• Reading passage:
*** Block opens ***
He may have been born and raised in Wilmington, but Paradise Grill owner Al Tortella considers himself Long Neck to the bone.
He has purposefully set things up so that he barely has to leave.
“If I have to go past the traffic light at County Bank, I know it’s a special occasion,” he said.
“The best times of my life are in Pot-Nets. My family has had a place here since 1967. They still have it. Pot-Nets was a place to come to and it always put a smile on my face. When I got older, I wanted to have a smile on my face all year round, so I moved down here. It was the best decision of my life to move to Long Neck,” Tortella said.
He had been in the car business until 2012, when he purchased what was then called Bayside BBQ. It was the first restaurant Tortella had ever worked in, and at the time, it had 95 seats and 18 employees.
“I didn’t know anything about it,” he said. “My fianceé was a bartender at the time, and she told me they wanted to sell it.”
Tortella quickly renamed the restaurant Paradise Grill - the name came from fianceé/bar manager Kristen Collins - and set to work on expanding. He said his inspiration was the long-running Ocean City, Md. restaurant and bar, Seacrets. Tortella said he loved the island theme and the layout, with multiple stages, bars and seating areas in a restaurant right on the water. He said he wanted his version to be more family-friendly, given that much of Pot-Nets Bayside’s community consists of retirees with their grandchildren or families on vacation.
Paradise Grill is clearly a passion for Tortella. Tall and bearded, he speaks rapidly and excitedly about the restaurant and its future. Walking around the restaurant, he chats up staff and friendly boaters alike.
In the seven seasons since Tortella bought it, Paradise Grill has expanded to include 1,300 seats, 350 employees, three stages, a raw bar, oyster bar, three bars, an ice cream and funnel cake stand, and two play areas for kids, including a pirate ship. Tortella also owns the adjacent marina, named Paradise Marina, with 82 slips.
It hasn’t always been smooth sailing. When the restaurant sought to expand in 2015, a group of Pot-Nets Bayside residents protested, and a first application to the state Alcoholic Beverage Control Commission was denied before a second one was approved. Despite that, the restaurant’s popularity has only grown, to the point where it hosts not one but two fishing tournaments: the Flounder Pounder Open, to be held starting Wednesday, Aug. 14, and the Paradise By The Bay tournament, held July 20. In addition to the restaurant’s other amenities, there is a fish scale in the rear of the restaurant.
Tortella said his biggest challenge is maintaining everything, particularly in regard to parking and traffic. The surrounding parking lot only has so many spaces, he said, so he is creating some off-site parking near the entrance to Pot-Nets Bayside. Customers would be transported in using a jitney-style service that would drop them off at the entrance to Paradise Grill.
“The footprint is what it is now. There’s no more room to go anywhere. Now it’s being able to control what we have and make things better,” Tortella said.
Besides parking, Tortella said the biggest obstacles are the seasonal changes and weather. Paradise Grill is open from May 1 until late September, and because much of the seating is outdoors - the main bar and dining area is covered - it is at the mercy of the weather. Tortella said this is part of the reason why Paradise Grill is open seasonally and not year-round.
*** Block closes ***
• Material shown:
*** Block opens ***
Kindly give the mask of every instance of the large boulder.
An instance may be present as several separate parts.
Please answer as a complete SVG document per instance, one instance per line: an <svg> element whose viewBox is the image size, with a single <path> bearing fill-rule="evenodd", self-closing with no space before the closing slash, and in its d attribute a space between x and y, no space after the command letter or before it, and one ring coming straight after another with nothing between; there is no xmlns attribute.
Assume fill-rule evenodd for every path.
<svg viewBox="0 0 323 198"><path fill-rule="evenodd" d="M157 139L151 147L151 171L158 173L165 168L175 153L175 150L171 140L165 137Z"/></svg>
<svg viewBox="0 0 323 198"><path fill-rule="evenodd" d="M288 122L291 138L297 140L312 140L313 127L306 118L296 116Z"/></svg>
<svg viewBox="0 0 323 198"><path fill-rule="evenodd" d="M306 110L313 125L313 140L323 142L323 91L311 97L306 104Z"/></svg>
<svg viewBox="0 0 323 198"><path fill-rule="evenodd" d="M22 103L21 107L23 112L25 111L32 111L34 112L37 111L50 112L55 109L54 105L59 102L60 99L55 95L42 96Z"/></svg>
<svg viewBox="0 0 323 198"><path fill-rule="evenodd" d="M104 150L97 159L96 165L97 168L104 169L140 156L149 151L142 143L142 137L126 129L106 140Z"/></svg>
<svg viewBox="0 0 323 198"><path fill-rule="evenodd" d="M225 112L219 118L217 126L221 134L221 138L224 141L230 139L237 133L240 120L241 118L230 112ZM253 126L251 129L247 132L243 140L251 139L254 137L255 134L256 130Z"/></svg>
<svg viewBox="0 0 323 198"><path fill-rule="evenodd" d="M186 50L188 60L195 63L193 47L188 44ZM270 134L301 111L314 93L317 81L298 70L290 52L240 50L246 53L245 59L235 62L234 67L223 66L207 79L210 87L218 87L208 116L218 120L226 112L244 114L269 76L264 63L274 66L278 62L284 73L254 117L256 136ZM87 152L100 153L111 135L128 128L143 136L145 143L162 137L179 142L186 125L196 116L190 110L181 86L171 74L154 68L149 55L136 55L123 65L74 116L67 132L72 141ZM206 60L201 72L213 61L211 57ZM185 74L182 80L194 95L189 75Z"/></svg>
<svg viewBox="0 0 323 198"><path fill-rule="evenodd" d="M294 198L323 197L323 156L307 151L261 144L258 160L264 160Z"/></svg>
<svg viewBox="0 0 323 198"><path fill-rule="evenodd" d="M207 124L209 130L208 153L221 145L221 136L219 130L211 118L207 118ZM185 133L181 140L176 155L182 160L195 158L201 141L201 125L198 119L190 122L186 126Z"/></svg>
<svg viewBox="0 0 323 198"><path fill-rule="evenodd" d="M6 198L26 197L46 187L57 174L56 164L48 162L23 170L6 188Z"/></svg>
*** Block closes ***
• Task requirements: In the article about Paradise Grill, what was the restaurant called when Tortella purchased it in 2012?

• Your solution: Bayside BBQ